TEXT SHOWN —
Puget Sound Energy, Inc., and
Sierra Pacific Power Company
Docket No. RT01-35-005
MAY 29, 2002
on Utilities' Stage 2 RTO-West Filing
Pursuant to Rules 211 and 214 of the Commission's Rules of Practice and Procedure, 18 C.F.R. § 385.211 & 214, the NW Energy Coalition ("NWEC") files this Protest to the "Stage 2 Filing and Request for Declaratory Order Pursuant to Order 2000" (the "Proposal ") made by Avista Corporation, et al. ("Filing Utilities ") on March 29, 2002. The following person is designated to receive service and communications in this proceeding on behalf of the NW Energy Coalition:
Steven Weiss
Northwest Energy Coalition
4422 Oregon Trail Ct. NE
Salem, OR 97305
503 393-8859
steve@nwenergy.org
The Northwest Energy Coalition ("NWEC") is a private, non-profit alliance of more than 90 consumer groups, low-income action agencies, good-government groups, environmental organizations and progressive utilities. For the past 20 years, NWEC has worked to promote cost-effective conservation and renewable energy resources; equity in ratemaking; and a fair accounting for environmental costs in resource choices. NWEC's membership comes from the four Northwest states, California and British Columbia and, thus is directly affected by the outcome of this proceeding.

REQUIREMENT 1 —
Pull out every line of the rows that contains the word "bare".

AVAILABLE RECORDS —
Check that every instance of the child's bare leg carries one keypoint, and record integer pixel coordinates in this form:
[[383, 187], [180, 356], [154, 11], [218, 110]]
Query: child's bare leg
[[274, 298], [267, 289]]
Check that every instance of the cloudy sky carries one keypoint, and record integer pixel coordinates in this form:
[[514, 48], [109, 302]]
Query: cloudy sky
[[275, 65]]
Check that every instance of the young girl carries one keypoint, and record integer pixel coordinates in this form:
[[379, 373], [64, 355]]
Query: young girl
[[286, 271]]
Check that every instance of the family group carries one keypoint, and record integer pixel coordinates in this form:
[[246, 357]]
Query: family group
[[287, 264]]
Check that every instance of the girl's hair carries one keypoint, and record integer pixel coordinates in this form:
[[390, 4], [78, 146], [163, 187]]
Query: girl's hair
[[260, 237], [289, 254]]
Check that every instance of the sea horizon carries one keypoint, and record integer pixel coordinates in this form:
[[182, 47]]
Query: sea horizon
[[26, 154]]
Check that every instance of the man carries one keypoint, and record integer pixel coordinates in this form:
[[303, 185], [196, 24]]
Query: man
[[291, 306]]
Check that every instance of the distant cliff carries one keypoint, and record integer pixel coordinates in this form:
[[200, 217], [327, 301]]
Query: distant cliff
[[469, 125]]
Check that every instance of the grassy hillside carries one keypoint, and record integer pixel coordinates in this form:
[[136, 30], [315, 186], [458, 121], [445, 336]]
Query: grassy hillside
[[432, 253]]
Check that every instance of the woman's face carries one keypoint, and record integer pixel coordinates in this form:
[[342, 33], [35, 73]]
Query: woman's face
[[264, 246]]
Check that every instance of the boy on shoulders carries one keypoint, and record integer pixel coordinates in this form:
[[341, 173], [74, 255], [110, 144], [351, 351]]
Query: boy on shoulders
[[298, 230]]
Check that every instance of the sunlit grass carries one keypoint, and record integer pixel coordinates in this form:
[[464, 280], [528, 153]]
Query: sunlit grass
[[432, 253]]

REQUIREMENT 2 —
Based on the NWEC protest, decide whether each statement holds: (a) NWEC's members come from the four Northwest states, California and British Columbia; (b) the Filing Utilities made the Proposal on May 29, 2002; (c) NWEC has worked for the past 30 years to promote conservation and renewable energy. Answer yes or no for each and quote the words that decide it.

TASK ANSWER 1 —
Check that every instance of the child's bare leg carries one keypoint, and record integer pixel coordinates in this form:
Query: child's bare leg

TASK ANSWER 2 —
(a) Yes: "NWEC's membership comes from the four Northwest states, California and British Columbia"
(b) No: "on March 29, 2002"
(c) No: "For the past 20 years"